A brief overview if the thesis is presented in Figure III tracing the roots of the Soviet ideology to both the European Socialist tradition, including the writings of Hegel and Marx and the Russian culture, especially through the Slavophiles, Lenin, and Stalin that had left its “birthmark” on Marxism. It also lists the nations of Central Europe and Eastern Europe/Balkans on opposite sides of the Roman-Byzantine cultural divide. Figure III. also indicates that the nations of the two regions responded differently to the Soviet oppression. Based on that overview, Figure V. gives a brief outline of the dissertation.
Churchill is supposed to have said that “there are no experts on Russia, just varying degrees of ignorance.”[188] Chapter I attempts to reduce some of the ignorance by covering an aspect of Russia that is so little understood in the West, namely, the Byzantine influence on Russian culture and show how the peculiar Russian environment, interacting with Orthodox theology, produced the Russian Mind and soul.
Chapter Four did for Hungary what Chapter One did for Russia, but in reverse. It documented Hungary’s thousand year-old Western orientation to respond to the not uncommon reaction to this thesis "It is OK that Czechoslovakia had a western culture, even Poland, but Hungary?”
When in 1944 Churchill set out for Moscow to '”settle the Balkan issue," he included Hungary on the agenda, (a decision that has been most tragic for Hungary). By this, Churchill proved his own "degree of tremendous ignorance," concerning Hungary. Even a great statesman, who should know better, did not appreciate Hungary's Western orientation and the cultural and religious differences between Hungary and her South-Eastern neighbors in the Balkans.
This chapter presents a detailed account of Hungary's Western orientation ever since the nation was founded over a thousand years ago. It will also show that a brief flirting with the Byzantines ended in even stronger ties to the West, if possible. It will also show the depth of the Western influence, and how it penetrates all aspects of life.
The Dissertation culminates in Chapter Five, detailing the conflict between the two cultures, Hungary's thousand year old Western oriented culture and the Russian culture, based on thousand years of Byzantine influence. The Communist Party, imposed on the nation by the advancing Soviet Army, began immediately to undertake its own Russification, within the very ranks of the Communists, even before the entire country was "liberated" from the German troops.
The elections of 1945 and 1947 were the high points of Hungary's total commitment to the West. In spite of the Soviet presence and wholesale cheating the Communists were soundly beaten. Even the New York Times recognized this achievement and paid its respect in an editorial.
From 1947 on, however, it was all downhill. By 1950 Hungarian politics had returned to the dark Middle Ages. Yet, after being momentarily stunned by such a turn of events, and tremendously frustrated by the Western indifference, in contrast to the docile attitude of the Byzantine bred Russian and other Eastern-European nations, Hungarians started to demand changes.
It was this tug-of-war, this political strife, between the Party and the population that led up to the Revolution of 1956.
In this chapter special attention is paid to Imre Nagy, who, in spite of his naive, at times confused and confusing leadership, clearly believed in, and represented without reservation, the Western tradition in Hungary in contrast to Matyas Rakosi, Nagy’s Soviet backed counterpart, who was pushing the Soviet policy of Russification in Hungary. Nagy did this, in spite of the fact that in 1953 he was handpicked by the Kremlin to become the Prime Minister of Hungary.

Supplied entries
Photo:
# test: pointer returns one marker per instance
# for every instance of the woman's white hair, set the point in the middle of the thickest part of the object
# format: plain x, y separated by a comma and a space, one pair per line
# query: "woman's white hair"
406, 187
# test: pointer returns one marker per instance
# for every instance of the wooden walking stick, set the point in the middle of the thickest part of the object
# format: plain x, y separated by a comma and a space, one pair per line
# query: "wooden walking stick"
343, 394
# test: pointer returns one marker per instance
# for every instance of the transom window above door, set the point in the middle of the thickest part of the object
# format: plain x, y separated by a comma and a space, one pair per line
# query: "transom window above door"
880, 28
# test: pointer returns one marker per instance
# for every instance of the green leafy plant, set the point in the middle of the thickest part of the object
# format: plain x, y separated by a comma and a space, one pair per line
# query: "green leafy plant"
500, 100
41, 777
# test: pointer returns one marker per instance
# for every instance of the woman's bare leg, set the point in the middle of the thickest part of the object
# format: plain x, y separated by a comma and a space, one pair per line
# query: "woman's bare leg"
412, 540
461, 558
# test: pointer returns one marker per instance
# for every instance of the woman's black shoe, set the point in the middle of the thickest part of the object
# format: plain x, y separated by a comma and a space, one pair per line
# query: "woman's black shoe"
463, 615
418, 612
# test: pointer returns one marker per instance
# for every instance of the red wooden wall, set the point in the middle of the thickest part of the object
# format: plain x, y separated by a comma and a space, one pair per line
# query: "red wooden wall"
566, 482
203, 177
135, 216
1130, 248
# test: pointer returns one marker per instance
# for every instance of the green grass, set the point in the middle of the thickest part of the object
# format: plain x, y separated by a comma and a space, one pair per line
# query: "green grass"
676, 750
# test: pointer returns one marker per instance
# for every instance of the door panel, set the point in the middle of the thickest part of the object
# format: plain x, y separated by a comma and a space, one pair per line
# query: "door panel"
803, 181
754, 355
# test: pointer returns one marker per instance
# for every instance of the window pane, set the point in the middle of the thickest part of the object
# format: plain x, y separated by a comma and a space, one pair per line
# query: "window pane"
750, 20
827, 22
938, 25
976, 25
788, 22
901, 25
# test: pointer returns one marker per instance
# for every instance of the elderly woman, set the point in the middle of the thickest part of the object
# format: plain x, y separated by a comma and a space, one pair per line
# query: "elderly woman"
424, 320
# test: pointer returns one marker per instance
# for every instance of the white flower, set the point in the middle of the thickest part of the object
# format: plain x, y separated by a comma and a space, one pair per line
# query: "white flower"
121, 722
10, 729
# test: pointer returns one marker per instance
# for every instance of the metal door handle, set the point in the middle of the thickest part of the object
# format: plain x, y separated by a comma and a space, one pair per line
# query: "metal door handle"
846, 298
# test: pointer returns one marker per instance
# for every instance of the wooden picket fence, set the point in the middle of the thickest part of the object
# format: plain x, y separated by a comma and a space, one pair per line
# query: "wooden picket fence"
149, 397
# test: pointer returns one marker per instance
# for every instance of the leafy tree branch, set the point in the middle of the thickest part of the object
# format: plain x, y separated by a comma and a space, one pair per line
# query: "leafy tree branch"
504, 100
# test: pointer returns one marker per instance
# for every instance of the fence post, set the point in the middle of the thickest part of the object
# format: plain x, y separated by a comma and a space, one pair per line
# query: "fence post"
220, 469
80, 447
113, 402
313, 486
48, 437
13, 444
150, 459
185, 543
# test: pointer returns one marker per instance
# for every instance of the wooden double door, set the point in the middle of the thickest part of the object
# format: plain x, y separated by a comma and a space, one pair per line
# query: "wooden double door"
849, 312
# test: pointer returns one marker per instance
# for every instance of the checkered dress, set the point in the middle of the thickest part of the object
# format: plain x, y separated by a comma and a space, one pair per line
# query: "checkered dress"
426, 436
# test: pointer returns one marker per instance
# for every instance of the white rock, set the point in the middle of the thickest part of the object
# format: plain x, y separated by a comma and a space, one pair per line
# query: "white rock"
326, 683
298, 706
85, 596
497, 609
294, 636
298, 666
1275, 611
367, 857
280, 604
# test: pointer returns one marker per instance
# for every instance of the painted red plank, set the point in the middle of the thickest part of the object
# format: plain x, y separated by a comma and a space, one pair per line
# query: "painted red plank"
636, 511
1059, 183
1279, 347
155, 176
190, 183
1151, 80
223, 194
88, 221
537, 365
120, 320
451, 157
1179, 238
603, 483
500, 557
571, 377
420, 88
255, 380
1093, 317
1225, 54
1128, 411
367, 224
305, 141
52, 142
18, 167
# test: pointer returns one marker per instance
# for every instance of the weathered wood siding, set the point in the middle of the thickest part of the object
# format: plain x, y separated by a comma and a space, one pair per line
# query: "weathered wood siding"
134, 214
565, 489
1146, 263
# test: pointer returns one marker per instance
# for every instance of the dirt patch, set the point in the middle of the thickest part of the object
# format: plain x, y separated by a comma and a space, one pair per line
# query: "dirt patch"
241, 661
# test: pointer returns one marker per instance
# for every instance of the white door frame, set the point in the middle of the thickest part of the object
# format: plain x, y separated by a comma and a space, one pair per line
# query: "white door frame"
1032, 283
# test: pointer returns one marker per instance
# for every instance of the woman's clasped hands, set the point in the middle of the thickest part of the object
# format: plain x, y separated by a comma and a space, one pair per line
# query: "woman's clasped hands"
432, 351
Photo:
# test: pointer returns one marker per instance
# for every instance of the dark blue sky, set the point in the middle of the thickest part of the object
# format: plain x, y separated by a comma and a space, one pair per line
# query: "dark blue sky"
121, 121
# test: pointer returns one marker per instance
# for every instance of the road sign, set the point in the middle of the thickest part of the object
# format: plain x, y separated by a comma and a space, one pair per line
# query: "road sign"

Your task
According to the dissertation overview, which elections marked the high points of Hungary's commitment to the West? Nothing in the rows matters here.

Response to the task
The elections of 1945 and 1947.